BEGIN Stored data

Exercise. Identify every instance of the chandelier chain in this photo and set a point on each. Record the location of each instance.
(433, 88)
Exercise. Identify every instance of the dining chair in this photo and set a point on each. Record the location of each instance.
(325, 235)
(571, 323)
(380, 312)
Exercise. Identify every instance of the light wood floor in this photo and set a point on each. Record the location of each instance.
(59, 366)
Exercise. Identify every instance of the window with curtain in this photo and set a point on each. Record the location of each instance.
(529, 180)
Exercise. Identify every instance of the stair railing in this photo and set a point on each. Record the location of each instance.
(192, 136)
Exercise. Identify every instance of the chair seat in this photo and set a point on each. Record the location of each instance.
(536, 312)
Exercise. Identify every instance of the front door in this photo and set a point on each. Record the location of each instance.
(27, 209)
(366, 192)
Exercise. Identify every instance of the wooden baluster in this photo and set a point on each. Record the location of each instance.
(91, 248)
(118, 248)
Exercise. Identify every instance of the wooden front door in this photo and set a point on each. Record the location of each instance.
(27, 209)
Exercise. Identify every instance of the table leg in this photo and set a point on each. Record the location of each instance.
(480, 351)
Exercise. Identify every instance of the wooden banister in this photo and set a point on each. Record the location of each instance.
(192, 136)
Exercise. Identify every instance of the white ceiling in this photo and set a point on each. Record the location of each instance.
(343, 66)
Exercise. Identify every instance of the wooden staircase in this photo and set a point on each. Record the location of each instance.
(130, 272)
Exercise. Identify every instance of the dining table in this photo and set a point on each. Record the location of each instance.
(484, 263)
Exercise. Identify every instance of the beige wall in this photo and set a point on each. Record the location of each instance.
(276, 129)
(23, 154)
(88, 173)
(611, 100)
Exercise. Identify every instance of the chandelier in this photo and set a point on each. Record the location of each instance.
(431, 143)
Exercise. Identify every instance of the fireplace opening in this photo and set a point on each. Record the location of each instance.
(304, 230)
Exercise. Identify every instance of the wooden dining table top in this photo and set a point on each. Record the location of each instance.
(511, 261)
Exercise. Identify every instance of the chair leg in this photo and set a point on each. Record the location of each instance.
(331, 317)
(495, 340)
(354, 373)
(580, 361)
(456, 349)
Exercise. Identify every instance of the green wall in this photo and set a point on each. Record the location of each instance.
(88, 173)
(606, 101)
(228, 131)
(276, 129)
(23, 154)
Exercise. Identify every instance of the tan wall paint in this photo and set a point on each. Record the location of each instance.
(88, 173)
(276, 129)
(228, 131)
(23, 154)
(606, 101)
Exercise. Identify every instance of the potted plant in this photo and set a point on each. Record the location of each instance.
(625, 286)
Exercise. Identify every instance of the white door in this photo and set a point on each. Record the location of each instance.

END Stored data

What to work on = For every line in the material, write out an exact copy.

Output below =
Exercise. Identify every instance of the chandelier chain in this photo and set a point on each. Record the location of each instance.
(433, 88)
Exercise. Identify every instance of the dining chair in this photo and set a point on each. Record the location of each instance.
(325, 235)
(571, 323)
(380, 312)
Exercise. Identify every instance of the light wood floor in this photo and set a point on each. Record the location of each instance.
(59, 366)
Exercise. Identify every instance of the window with curtain in this photo and set a point on each. Record the location of each instance.
(529, 180)
Exercise. Identify every instance of the stair railing in this photo and set a point on each. Record the location of each instance.
(192, 136)
Exercise. Identify every instance of the chair seat in this photo and set a point on each. Record the location of each instance.
(536, 312)
Exercise. Identify every instance of the front door in this photo and set a point on each. Record the location of each instance.
(27, 209)
(366, 192)
Exercise. Identify every instance of the wooden baluster in this photo and set a point on each. Record the location of each instance.
(91, 248)
(118, 248)
Exercise. Identify every instance of the wooden front door in this photo and set a point on each. Record the location of each instance.
(27, 209)
Exercise. Identify every instance of the table leg in this photo and set a point on each. Record the location of each instance.
(480, 351)
Exercise. Identify every instance of the wooden banister in this photo and set a point on each. Record the location of each instance.
(192, 136)
Exercise. Identify every instance of the white ceiling in this photo and set a point on each. Record the location of each instance.
(343, 66)
Exercise. Identify every instance of the wooden staircase in this photo and set a point on each. Record the location of each instance.
(130, 272)
Exercise. Identify every instance of the dining table in this photo and set a point on each. Record the location of each instance.
(484, 263)
Exercise. Identify every instance of the beige wall in this photo and set a point on each. Record the location of each instance.
(276, 129)
(23, 154)
(88, 173)
(611, 100)
Exercise. Identify every instance of the chandelier in this photo and set a point on each. Record the location of each instance.
(431, 143)
Exercise. Identify every instance of the fireplace opening in this photo and set a point on each. Record the location of each instance.
(304, 230)
Exercise. Identify every instance of the wooden dining table top in this photo and set a point on each. Record the location of each instance.
(511, 261)
Exercise. Identify every instance of the chair leg in this photo and set a point on each. Record the location of each instance.
(331, 317)
(495, 340)
(354, 373)
(580, 361)
(456, 349)
Exercise. Identify every instance of the green wall in this photo and set a point on each. Record the location of each instance.
(88, 173)
(606, 101)
(228, 131)
(276, 129)
(23, 154)
Exercise. Identify every instance of the tan wall paint in this photo and set a point on each. Record the location of each instance.
(88, 173)
(276, 129)
(228, 131)
(23, 154)
(606, 101)
Exercise. Identify every instance of the potted plant in this photo and set a point on each. Record the location of each instance.
(625, 286)
Exercise. Identify every instance of the white door in this photo and set a point on each. Record the location of each instance.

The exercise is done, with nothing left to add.